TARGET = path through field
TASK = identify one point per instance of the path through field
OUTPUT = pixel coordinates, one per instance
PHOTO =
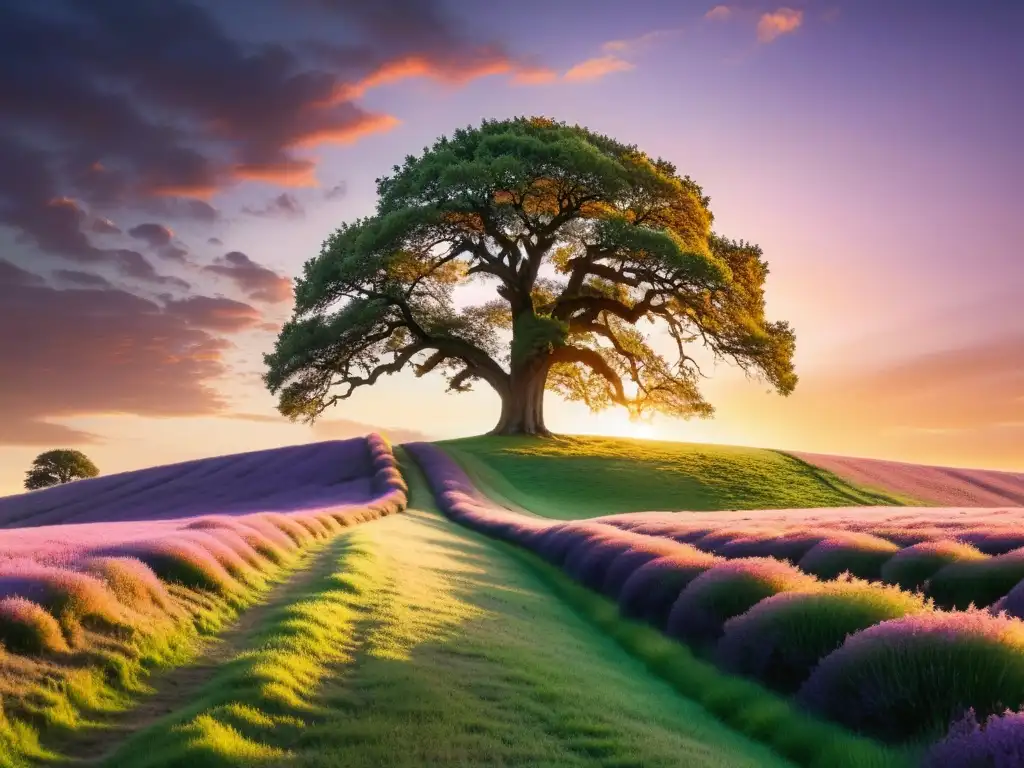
(410, 641)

[What the exercise asks] Convert the lines of the material above into a numbered list, omitting blank lines and leaving out the picture.

[Expected answer]
1. TARGET = path through field
2. TASK = identify one point per instance of the path through field
3. OUTPUT = pixel coordinates, one per instance
4. PHOTO =
5. (410, 641)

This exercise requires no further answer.